Stated goal: Format every line of the records below as a numbered list, omitting any blank lines.

....

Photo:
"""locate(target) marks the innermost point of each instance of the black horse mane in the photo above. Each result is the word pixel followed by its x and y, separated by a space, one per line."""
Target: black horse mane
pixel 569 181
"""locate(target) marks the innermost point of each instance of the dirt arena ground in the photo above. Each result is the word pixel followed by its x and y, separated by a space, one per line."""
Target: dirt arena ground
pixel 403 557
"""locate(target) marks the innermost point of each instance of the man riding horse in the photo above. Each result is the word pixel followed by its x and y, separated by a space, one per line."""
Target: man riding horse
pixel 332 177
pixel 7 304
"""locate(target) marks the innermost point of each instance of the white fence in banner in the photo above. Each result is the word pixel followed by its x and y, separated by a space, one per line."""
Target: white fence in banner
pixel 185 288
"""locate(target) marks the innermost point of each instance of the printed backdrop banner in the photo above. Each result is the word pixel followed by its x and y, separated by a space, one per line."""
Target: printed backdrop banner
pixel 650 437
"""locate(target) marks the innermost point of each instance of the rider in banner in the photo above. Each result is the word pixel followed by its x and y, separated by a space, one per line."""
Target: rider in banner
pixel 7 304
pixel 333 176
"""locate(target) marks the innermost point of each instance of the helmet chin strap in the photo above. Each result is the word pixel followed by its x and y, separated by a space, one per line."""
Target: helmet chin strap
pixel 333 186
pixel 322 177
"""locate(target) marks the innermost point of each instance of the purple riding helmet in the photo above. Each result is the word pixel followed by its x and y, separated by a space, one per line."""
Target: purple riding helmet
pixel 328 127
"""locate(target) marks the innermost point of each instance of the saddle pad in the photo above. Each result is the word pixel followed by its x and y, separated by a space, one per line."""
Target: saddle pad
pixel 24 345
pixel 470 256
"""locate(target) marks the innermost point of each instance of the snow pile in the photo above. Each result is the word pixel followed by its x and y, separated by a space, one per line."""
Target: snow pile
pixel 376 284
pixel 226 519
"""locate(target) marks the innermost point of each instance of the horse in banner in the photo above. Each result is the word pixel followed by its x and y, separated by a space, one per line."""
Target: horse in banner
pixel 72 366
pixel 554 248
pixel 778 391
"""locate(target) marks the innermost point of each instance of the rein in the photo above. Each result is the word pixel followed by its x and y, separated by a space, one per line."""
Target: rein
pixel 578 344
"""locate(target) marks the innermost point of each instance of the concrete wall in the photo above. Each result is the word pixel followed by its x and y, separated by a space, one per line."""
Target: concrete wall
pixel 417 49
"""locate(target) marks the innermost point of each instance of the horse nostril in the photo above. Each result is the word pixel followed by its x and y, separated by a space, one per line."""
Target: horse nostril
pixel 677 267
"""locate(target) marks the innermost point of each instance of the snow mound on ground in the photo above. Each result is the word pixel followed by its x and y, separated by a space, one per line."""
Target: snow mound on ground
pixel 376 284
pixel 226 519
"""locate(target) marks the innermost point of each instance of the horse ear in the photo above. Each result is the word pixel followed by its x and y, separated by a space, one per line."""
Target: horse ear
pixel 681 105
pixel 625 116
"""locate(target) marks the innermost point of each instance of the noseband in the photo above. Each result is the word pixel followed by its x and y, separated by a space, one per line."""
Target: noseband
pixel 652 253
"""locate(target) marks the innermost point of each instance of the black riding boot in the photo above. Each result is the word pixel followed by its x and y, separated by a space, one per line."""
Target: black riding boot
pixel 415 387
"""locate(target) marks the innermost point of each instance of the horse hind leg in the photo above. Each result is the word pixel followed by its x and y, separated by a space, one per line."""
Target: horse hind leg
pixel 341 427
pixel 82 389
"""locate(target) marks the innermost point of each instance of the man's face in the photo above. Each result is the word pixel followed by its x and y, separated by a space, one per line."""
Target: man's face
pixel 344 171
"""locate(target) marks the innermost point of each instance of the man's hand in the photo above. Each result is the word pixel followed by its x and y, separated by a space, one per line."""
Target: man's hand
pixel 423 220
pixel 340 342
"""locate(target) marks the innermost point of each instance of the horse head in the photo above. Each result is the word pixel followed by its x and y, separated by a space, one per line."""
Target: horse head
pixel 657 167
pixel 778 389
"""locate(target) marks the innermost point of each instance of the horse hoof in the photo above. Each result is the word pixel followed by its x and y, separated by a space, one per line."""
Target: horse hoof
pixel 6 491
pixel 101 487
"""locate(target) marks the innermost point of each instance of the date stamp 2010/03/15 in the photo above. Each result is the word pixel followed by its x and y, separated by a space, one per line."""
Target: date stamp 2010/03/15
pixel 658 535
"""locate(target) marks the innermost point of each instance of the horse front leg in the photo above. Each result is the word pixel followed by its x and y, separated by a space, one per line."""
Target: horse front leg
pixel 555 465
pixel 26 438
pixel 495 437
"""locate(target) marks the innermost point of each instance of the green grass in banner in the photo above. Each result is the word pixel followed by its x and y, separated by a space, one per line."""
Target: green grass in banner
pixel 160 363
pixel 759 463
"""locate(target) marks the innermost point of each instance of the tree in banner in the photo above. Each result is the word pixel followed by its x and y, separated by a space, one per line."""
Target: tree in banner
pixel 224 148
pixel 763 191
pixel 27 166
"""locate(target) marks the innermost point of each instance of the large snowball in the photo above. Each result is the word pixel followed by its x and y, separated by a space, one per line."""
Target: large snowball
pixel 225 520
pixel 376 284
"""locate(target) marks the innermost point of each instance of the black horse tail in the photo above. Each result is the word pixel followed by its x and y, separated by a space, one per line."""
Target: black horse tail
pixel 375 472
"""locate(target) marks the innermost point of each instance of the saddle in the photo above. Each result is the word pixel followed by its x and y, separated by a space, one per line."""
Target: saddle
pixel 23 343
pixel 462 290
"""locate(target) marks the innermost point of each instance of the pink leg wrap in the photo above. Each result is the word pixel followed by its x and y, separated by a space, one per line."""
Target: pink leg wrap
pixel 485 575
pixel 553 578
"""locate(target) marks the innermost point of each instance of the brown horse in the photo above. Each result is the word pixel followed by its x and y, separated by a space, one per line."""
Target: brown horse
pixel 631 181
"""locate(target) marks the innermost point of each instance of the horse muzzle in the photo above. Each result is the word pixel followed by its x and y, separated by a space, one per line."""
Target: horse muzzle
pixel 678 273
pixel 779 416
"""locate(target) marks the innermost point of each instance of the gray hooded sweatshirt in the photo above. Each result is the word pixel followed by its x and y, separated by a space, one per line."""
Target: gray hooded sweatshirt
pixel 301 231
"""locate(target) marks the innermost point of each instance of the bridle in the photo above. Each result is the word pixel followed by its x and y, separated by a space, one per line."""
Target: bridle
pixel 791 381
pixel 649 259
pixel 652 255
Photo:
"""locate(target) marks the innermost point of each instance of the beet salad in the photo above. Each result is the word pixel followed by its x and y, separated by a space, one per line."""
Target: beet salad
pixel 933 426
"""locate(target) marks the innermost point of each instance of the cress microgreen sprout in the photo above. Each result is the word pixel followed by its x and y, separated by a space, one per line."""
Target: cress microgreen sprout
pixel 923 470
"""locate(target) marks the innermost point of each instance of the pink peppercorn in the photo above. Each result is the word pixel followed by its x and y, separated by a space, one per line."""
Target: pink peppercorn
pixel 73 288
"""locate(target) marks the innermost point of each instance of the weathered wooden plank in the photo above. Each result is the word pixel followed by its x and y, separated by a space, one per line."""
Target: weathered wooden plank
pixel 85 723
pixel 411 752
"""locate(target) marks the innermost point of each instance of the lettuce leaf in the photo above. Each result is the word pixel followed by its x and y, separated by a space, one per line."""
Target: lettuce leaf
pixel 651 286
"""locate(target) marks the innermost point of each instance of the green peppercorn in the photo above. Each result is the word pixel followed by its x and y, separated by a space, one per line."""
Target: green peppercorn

....

Answer to the problem:
1. Photo:
2. """locate(target) marks the innermost point of each instance of the black horse mane in the photo above. Each result is the word pixel followed by its x and y, separated by a space, one per line."""
3. Target: black horse mane
4. pixel 569 181
5. """locate(target) marks the innermost point of each instance of the dirt arena ground in the photo above. Each result is the word pixel followed by its x and y, separated by a space, one per line."""
6. Target: dirt arena ground
7. pixel 403 557
8. """locate(target) marks the innermost point of each instance of the man riding horse in the photo above. Each result is the word pixel followed by its x and y, separated by a space, one per line."""
9. Target: man riding horse
10. pixel 332 177
11. pixel 7 304
12. """locate(target) marks the innermost point of each instance of the white fence in banner in the photo above. Each result is the word pixel followed by its x and y, separated by a space, one per line."""
13. Target: white fence in banner
14. pixel 185 288
15. """locate(target) marks the innermost point of each instance of the printed backdrop banner in the photo above. Each result is the word pixel followed by its x and y, separated by a space, one per line."""
16. Target: printed backdrop banner
17. pixel 650 437
18. """locate(target) marks the innermost point of each instance of the rider in banner in the photo above. Each result is the word pixel followed by its x and y, separated by a space, one per line."""
19. Target: rider in banner
20. pixel 7 304
21. pixel 333 176
22. """locate(target) marks the innermost point of each instance of the helmet chin strap in the photo above. Each result is the word pixel followed by its x and y, separated by a space, one per line."""
23. Target: helmet chin strap
24. pixel 333 186
25. pixel 322 177
26. """locate(target) marks the innermost point of each instance of the purple riding helmet in the photo above. Each result is the word pixel followed by its x and y, separated by a space, one per line."""
27. Target: purple riding helmet
28. pixel 328 127
29. """locate(target) marks the innermost point of each instance of the saddle pad in the photo above. Each result is the word pixel followed by its x and y, separated by a space, one per line."""
30. Target: saddle pad
31. pixel 24 345
32. pixel 470 256
33. """locate(target) marks the innermost point of each instance of the snow pile in the photo above. Each result is the word pixel followed by its x and y, separated by a space, one per line."""
34. Target: snow pile
35. pixel 376 284
36. pixel 226 519
37. """locate(target) marks the innermost point of each instance of the horse in banner in the photo above. Each result is the word pixel followed by its x and y, separated by a space, one per line."""
38. Target: horse in banner
39. pixel 72 366
40. pixel 554 248
41. pixel 778 391
42. """locate(target) marks the innermost point of each instance of the rein in the photo above. Each result is the word pixel followed by its x and y, separated by a space, one per line."""
43. Target: rein
44. pixel 578 344
45. """locate(target) marks the innermost point of each instance of the concrete wall in the photo above. Each result is the word pixel followed by its x and y, separated by a space, one per line."""
46. Target: concrete wall
47. pixel 417 49
48. """locate(target) marks the innermost point of each instance of the horse nostril in the photo above. Each result is the word pixel followed by its x and y, separated by a space, one per line."""
49. Target: horse nostril
50. pixel 677 267
51. """locate(target) marks the innermost point of each instance of the snow mound on ground in the photo above. Each result is the word pixel followed by its x and y, separated by a space, one per line."""
52. Target: snow mound on ground
53. pixel 376 284
54. pixel 226 519
55. """locate(target) marks the innermost point of each instance of the horse ear in the photo above. Each result is the word pixel followed by its x and y, separated by a space, one per line."""
56. Target: horse ear
57. pixel 681 105
58. pixel 625 116
59. """locate(target) marks the innermost point of each instance of the noseband in the photo above. Each result is the word pixel followed by its x and y, separated by a space, one per line."""
60. Target: noseband
61. pixel 652 253
62. """locate(target) marks the innermost point of each instance of the black riding boot in the photo above. Each result is the word pixel followed by its x and y, separated by a space, one per line."""
63. Target: black riding boot
64. pixel 415 387
65. """locate(target) marks the innermost point of each instance of the horse hind leg in the photo above. Each result is the word pixel followed by its x and y, separated by a space, one per line."""
66. Target: horse hind leg
67. pixel 341 427
68. pixel 82 389
69. """locate(target) marks the innermost point of each instance of the man's face in the photo above. Each result is the word pixel followed by its x and y, separated by a space, one per line."""
70. Target: man's face
71. pixel 344 171
72. """locate(target) marks the innermost point of each instance of the man's hand in the photo above. Each result is the word pixel followed by its x and y, separated by a space, one per line."""
73. Target: man's hand
74. pixel 423 220
75. pixel 340 342
76. """locate(target) marks the innermost point of each instance of the horse head in the photo above. Each result is the word pixel followed by its x and y, separated by a space, one per line."""
77. Target: horse head
78. pixel 657 167
79. pixel 778 389
80. """locate(target) marks the innermost point of each instance of the horse hoof in the photo above. Each result is the word pixel followed by its x and y, separated by a space, one per line."""
81. Target: horse hoof
82. pixel 6 491
83. pixel 101 487
84. """locate(target) marks the innermost point of each instance of the date stamp 2010/03/15 in the photo above. Each result is the word pixel followed by its x and y, separated by a space, one per line."""
85. Target: date stamp 2010/03/15
86. pixel 658 535
87. """locate(target) marks the innermost point of each instance of the horse front leg in the photo above. Each result is the word pixel followed by its x and y, separated by a space, one per line."""
88. Target: horse front leg
89. pixel 555 465
90. pixel 26 438
91. pixel 495 437
92. """locate(target) marks the innermost point of each instance of the green grass in banner in the photo above. Each result is the word pixel followed by its x and y, separated by a space, one per line."""
93. Target: green grass in banner
94. pixel 160 363
95. pixel 759 463
96. """locate(target) marks the innermost point of each instance of the tree in banner in the photo above. Each result is the word pixel followed by its x and y, separated by a space, one per line."""
97. Target: tree in banner
98. pixel 224 148
99. pixel 763 191
100. pixel 27 166
101. """locate(target) marks the innermost point of each instance of the large snowball in the photo above. Each result is the word pixel followed by its x and y, separated by a space, one per line."""
102. Target: large snowball
103. pixel 225 520
104. pixel 376 284
105. """locate(target) marks the innermost point of each instance of the black horse tail in the photo above. Each result is the word pixel followed by its x and y, separated by a space, one per line."""
106. Target: black horse tail
107. pixel 375 472
108. """locate(target) marks the innermost point of each instance of the saddle in the photo above. Each result is the word pixel followed by its x and y, separated by a space, one per line."""
109. Target: saddle
110. pixel 23 343
111. pixel 462 290
112. """locate(target) marks the innermost point of each instance of the pink leg wrap in the photo above. Each result is the word pixel followed by its x and y, separated by a space, one per line."""
113. Target: pink leg wrap
114. pixel 485 575
115. pixel 553 578
116. """locate(target) marks the innermost point of each instance of the brown horse in the photo above. Each result is the word pixel followed by its x and y, separated by a space, one per line."""
117. Target: brown horse
118. pixel 631 181
119. """locate(target) marks the innermost point of each instance of the horse muzzle in the photo above. Each result is the word pixel followed by its x and y, separated by a space, one per line."""
120. Target: horse muzzle
121. pixel 678 273
122. pixel 779 416
123. """locate(target) marks the innermost point of each instance of the gray hooded sweatshirt in the photo above. Each result is the word pixel followed by its x and y, separated by a space, one per line."""
124. Target: gray hooded sweatshirt
125. pixel 301 231
126. """locate(target) marks the innermost point of each instance of the bridle in the photo above. Each result is the word pixel followed by its x and y, separated by a space, one per line."""
127. Target: bridle
128. pixel 791 381
129. pixel 649 259
130. pixel 652 255
131. Photo:
132. """locate(target) marks the innermost point of each instance of the beet salad in the photo above. Each result is the word pixel followed by its x and y, separated by a space, one per line."""
133. Target: beet salad
134. pixel 933 426
135. """locate(target) marks the innermost point of each instance of the cress microgreen sprout in the photo above. Each result is the word pixel followed by its x and y, separated by a space, one per line."""
136. Target: cress microgreen sprout
137. pixel 923 470
138. """locate(target) marks the innermost point of each instance of the pink peppercorn in the photo above. Each result is the word pixel followed by its x and y, separated by a space, one per line."""
139. Target: pink peppercorn
140. pixel 73 288
141. """locate(target) marks the innermost point of each instance of the weathered wooden plank in the photo above. Each result is the word pixel followed by its x and y, separated by a space, one per line."""
142. Target: weathered wooden plank
143. pixel 85 723
144. pixel 411 752
145. """locate(target) marks the innermost point of each instance of the lettuce leaf in the photo above. Each result is the word pixel followed by its x and y, separated by a space, one per line."""
146. Target: lettuce leaf
147. pixel 651 286
148. """locate(target) marks the innermost point of each instance of the green peppercorn in the photo above. Each result is the word pixel followed by its x and y, separated by a space, one per line."""
149. Target: green peppercorn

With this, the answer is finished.